## Provided passage
[Start of section]

MHRA Guidelines: What You Need to Know When Buying Medicines Online

If you buy medicine online in the UK, MHRA rules are the basic safety guide you should follow. MHRA licenses medicines, tracks side effects, shuts down unsafe sellers, and gives clear advice about imports and controlled drugs. Learning a few checks helps you spot fake sites, avoid illegal purchases, and protect your health.

Check the product licence number first. Licensed UK medicines show a Product Licence (PL) number on the box and leaflet; legitimate product pages will list it too. If a site can’t provide a PL number or the packaging looks different from the official brand, treat it as suspicious.

Check the seller. UK pharmacies must register with the General Pharmaceutical Council (GPhC), so a trustworthy online pharmacy shows its GPhC number, physical address, pharmacist contact, and clear terms. If the site hides contact details or operates from a suspicious country, don’t order.

Prescription-only medicines should require a valid prescription from a UK prescriber. MHRA guidance makes this clear: offering POMs without a prescription is illegal and dangerous. Sites that sell POMs after a short quiz or without asking for a scanned prescription are often unsafe.

Controlled drugs have tighter rules. Importing controlled substances for personal use is restricted and may need special licences; check MHRA or ask your GP first.

Quick safety checklist

Before you hit buy, do these steps: confirm PL number; check GPhC registration; verify a prescription is needed; read the patient leaflet and dosage; match price and packaging to official sources. If something feels off — too cheap, no contact info, no leaflet — stop and ask your GP or local pharmacist.

[End of section]

[Source data]
[Start of section]

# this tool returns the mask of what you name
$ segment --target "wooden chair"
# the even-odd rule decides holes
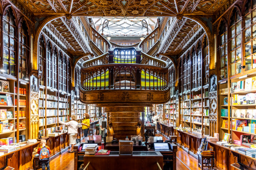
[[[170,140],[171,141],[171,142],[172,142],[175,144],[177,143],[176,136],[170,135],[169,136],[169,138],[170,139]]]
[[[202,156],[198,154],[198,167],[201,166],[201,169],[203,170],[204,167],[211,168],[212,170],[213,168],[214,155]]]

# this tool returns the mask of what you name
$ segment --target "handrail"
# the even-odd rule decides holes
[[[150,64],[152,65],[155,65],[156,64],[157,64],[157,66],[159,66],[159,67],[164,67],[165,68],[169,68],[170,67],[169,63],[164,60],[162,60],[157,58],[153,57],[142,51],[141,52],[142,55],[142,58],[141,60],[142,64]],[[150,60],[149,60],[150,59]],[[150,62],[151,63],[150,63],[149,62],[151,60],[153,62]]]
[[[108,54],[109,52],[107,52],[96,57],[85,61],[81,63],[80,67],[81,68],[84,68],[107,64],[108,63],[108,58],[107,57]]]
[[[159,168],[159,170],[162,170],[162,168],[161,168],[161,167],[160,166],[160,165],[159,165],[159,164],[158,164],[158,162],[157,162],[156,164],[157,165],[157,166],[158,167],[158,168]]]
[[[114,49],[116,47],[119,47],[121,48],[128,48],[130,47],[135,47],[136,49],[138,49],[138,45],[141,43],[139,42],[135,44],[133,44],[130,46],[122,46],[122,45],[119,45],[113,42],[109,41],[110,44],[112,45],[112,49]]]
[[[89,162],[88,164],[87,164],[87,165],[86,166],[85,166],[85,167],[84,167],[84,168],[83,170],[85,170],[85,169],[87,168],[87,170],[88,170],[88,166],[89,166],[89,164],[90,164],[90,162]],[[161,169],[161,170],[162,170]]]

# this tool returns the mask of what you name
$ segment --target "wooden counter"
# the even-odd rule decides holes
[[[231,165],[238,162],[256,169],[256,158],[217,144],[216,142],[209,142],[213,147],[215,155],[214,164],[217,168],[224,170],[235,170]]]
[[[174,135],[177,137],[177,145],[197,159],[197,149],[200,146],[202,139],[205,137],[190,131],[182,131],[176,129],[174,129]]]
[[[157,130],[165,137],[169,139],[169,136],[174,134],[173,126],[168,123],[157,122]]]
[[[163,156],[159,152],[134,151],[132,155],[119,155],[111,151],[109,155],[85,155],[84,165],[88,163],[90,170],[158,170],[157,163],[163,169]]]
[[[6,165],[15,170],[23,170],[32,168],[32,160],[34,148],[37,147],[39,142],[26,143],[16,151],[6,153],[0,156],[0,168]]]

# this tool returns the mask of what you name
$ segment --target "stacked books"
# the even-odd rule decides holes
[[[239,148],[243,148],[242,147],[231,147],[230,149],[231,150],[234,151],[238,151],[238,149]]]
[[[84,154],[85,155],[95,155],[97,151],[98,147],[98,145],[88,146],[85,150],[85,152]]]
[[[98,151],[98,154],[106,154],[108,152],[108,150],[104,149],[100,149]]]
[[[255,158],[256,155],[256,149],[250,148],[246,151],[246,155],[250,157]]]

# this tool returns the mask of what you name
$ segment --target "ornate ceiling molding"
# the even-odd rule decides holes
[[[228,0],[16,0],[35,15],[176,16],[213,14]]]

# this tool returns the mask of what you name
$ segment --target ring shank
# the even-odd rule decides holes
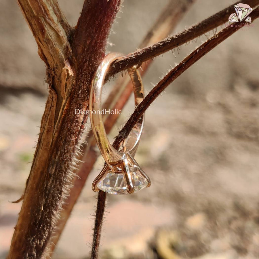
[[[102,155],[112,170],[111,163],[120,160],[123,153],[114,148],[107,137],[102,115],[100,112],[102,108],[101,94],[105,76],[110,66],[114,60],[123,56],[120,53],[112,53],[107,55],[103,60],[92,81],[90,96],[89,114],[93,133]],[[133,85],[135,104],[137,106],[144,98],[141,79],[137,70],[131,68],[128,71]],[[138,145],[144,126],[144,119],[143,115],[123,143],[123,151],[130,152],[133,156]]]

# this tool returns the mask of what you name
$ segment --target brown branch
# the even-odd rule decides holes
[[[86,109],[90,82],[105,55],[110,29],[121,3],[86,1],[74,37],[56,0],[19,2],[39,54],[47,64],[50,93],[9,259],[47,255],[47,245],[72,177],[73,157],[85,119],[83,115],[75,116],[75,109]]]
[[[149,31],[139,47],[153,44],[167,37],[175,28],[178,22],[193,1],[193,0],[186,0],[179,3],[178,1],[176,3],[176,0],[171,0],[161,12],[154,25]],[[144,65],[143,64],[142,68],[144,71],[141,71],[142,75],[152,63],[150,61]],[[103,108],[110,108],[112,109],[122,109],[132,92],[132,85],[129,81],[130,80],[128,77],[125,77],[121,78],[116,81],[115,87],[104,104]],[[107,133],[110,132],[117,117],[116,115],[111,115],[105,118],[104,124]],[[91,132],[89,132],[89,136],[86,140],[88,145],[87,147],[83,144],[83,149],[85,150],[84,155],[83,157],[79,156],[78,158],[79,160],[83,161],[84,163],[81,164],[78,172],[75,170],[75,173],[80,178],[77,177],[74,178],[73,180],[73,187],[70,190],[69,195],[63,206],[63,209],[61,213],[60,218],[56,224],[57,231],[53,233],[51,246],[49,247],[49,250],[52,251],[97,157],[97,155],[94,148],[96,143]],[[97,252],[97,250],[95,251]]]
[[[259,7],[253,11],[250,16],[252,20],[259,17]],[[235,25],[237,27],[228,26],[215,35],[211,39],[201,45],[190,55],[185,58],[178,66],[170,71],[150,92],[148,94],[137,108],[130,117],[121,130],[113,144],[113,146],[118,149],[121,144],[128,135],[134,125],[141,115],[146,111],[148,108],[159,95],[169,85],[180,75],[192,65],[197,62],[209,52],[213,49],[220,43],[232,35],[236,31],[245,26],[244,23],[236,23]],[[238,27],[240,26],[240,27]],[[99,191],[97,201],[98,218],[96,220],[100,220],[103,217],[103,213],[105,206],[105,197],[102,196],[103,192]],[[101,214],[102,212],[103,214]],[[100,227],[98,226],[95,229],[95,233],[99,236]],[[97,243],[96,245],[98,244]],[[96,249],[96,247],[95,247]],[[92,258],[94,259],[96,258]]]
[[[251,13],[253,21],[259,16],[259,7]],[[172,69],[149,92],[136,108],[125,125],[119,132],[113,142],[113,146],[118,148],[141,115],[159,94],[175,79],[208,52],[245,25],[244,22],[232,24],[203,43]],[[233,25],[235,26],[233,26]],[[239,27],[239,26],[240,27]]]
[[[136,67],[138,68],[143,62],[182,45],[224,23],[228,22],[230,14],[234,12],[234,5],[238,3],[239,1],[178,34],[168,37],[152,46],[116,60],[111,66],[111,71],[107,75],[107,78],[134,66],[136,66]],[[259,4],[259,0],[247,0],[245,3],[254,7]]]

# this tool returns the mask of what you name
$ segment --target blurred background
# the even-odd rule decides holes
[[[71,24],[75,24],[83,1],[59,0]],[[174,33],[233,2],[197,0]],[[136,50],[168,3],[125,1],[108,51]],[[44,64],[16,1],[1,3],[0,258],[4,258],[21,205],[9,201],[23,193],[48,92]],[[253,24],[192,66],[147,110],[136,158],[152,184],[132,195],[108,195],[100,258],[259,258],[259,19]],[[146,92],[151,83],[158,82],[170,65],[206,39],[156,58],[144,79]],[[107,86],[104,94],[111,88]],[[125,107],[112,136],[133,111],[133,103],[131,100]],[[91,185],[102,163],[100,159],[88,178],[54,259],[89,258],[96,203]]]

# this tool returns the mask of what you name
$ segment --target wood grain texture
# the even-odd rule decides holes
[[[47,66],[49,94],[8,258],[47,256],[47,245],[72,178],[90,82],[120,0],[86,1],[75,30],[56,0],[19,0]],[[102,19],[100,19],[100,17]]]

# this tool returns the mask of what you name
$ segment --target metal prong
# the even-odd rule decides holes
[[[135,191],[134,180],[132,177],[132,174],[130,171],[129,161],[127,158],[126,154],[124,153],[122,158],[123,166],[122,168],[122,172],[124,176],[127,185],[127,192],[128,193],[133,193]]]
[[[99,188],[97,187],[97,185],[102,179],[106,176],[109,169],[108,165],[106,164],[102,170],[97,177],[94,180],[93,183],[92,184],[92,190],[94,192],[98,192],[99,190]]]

[End of section]

## Exercise A
Change "box" to "carton" in the part of the MHRA guidance text that opens with the words containing "Check the product" and closes with "it as suspicious.", then write that part out again.
## Exercise B
According to the MHRA guidance text, what body must UK pharmacies register with?
Work only from the MHRA guidance text.

## Task response A
Check the product licence number first. Licensed UK medicines show a Product Licence (PL) number on the carton and leaflet; legitimate product pages will list it too. If a site can’t provide a PL number or the packaging looks different from the official brand, treat it as suspicious.

## Task response B
The General Pharmaceutical Council (GPhC).